## Work instructions
Copy the records below line for line, with nothing changed.

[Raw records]
↓↓↓
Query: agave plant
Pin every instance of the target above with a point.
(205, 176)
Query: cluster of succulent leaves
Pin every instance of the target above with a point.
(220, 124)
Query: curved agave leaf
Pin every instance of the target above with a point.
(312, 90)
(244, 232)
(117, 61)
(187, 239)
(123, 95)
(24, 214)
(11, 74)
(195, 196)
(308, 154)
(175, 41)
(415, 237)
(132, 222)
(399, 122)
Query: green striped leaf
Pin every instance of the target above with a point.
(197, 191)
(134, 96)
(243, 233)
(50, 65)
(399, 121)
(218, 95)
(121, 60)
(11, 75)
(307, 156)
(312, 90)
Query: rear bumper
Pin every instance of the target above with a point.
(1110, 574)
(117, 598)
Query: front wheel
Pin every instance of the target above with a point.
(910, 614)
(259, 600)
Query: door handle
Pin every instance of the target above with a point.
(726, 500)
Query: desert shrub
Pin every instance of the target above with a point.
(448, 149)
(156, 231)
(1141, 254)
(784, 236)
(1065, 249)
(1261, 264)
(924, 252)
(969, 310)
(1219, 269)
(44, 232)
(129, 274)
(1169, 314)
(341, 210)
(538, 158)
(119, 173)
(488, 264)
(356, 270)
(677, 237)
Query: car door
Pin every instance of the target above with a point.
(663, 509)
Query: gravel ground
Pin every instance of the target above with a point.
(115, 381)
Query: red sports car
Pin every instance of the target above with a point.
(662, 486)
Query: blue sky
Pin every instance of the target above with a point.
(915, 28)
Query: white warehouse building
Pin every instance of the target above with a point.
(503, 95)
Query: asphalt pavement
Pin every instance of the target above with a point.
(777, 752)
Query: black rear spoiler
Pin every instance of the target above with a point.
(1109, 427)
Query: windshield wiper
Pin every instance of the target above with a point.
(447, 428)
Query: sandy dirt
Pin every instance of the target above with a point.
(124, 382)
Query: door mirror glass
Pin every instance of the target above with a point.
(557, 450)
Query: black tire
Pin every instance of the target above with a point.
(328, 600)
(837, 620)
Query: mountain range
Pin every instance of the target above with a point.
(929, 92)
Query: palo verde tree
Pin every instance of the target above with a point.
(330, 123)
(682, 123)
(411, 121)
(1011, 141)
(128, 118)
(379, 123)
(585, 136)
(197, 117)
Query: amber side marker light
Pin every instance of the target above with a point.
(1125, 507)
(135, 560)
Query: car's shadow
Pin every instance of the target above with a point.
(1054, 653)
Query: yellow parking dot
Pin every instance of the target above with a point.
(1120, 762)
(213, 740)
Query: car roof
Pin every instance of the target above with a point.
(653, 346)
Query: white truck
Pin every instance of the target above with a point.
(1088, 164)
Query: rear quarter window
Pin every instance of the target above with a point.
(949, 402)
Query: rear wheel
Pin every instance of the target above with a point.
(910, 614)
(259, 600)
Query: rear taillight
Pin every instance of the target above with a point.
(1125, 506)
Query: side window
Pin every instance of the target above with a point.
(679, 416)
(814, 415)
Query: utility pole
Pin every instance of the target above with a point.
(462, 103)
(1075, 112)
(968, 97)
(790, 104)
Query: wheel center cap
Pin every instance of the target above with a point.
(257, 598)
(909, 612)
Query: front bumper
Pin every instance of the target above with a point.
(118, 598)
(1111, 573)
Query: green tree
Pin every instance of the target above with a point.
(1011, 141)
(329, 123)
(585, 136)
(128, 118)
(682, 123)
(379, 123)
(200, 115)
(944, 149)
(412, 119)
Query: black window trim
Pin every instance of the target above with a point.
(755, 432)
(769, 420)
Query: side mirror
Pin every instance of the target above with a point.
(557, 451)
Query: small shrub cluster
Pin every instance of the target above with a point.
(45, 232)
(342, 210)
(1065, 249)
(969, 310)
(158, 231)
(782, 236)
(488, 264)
↑↑↑
## Output below
Query: agave plant
Pin every instance of the target above with a point.
(205, 176)
Query: cluster of succulent leaves
Pin every instance of the target above with a point.
(220, 124)
Query: curved agave leaf
Pin every instance of the target above with a point.
(312, 90)
(244, 232)
(117, 61)
(187, 239)
(123, 95)
(24, 214)
(11, 74)
(195, 196)
(308, 154)
(175, 41)
(415, 237)
(132, 222)
(399, 122)
Query: green striped leaf
Pin every instance of the target above with a point.
(197, 191)
(134, 96)
(243, 233)
(50, 65)
(399, 121)
(218, 95)
(121, 60)
(11, 75)
(307, 156)
(312, 90)
Query: rear bumper
Pin every instance of the target above with a point.
(1110, 574)
(117, 598)
Query: front wheel
Pin every instance of the target above with a point.
(910, 614)
(259, 600)
Query: door handle
Pin every instance of the target above with a point.
(726, 500)
Query: desert shrub
Pin every instance of the target above with a point.
(448, 149)
(156, 231)
(1141, 254)
(784, 236)
(1065, 249)
(1261, 264)
(924, 252)
(969, 310)
(1219, 269)
(44, 232)
(129, 274)
(1169, 314)
(341, 210)
(538, 158)
(119, 173)
(488, 264)
(356, 270)
(677, 237)
Query: car door
Pin every instance of the target above with a point.
(663, 509)
Query: gravel ground
Pin every instance of the target above with a point.
(115, 381)
Query: red sports car
Pin every instance of the target above with a point.
(662, 486)
Query: blue sky
Pin every instance of the target above with a point.
(915, 28)
Query: white warehouse building
Pin every instance of the target above with a point.
(503, 95)
Query: asphalt pavement
Pin every instance of the target above with a point.
(777, 752)
Query: black rear spoiler
Pin every instance of the target above with a point.
(1109, 427)
Query: windshield wiper
Pin every instance of the target above with a point.
(447, 428)
Query: sandy dirt
Pin every instance of the target above with a point.
(124, 382)
Query: door mirror glass
Pin every instance of the target above with a point.
(557, 450)
Query: black tire
Pin every instance of the target above with a point.
(328, 600)
(837, 620)
Query: mountain range
Pin every instance of the target above with a point.
(929, 92)
Query: palo verde tree
Pin every instance of the target above with a point.
(330, 123)
(682, 123)
(411, 121)
(1011, 141)
(128, 118)
(379, 123)
(585, 136)
(197, 117)
Query: amber side marker light
Pin every instance of the target above with a point.
(1125, 507)
(135, 560)
Query: car's shadow
Pin every instance of the target above with a point.
(1054, 653)
Query: yellow parking dot
Pin every instance of the target above with a point.
(1120, 762)
(213, 740)
Query: car roof
Pin every instance of the target above with a point.
(653, 346)
Query: white truck
Pin every instance of the target above with a point.
(1088, 164)
Query: rear quarter window
Pin every instance of the target above with a point.
(949, 402)
Query: rear wheel
Pin every instance of the target above with a point.
(910, 614)
(259, 600)
Query: rear taillight
Pin every instance of the target above with a point.
(1125, 506)
Query: side window
Pin every instance of the target above with a point.
(679, 416)
(814, 415)
Query: utility pole
Pin every instance of the target above with a point.
(462, 103)
(1075, 112)
(968, 97)
(790, 104)
Query: wheel center cap
Pin every instance of the target above with a point.
(257, 598)
(909, 612)
Query: front bumper
Pin every instance of the target above with a point.
(118, 598)
(1111, 573)
Query: green tree
Pin every instance of the target above with a point.
(1011, 141)
(329, 123)
(585, 136)
(128, 118)
(682, 123)
(379, 123)
(200, 115)
(944, 149)
(412, 119)
Query: black window trim
Pin every instance of the target above with a point.
(755, 432)
(769, 420)
Query: side mirror
Pin every instance of the target above with a point.
(557, 451)
Query: small shrub cluster
Pin every instance of the target above with a point.
(45, 232)
(342, 210)
(1065, 249)
(969, 310)
(158, 231)
(782, 236)
(488, 264)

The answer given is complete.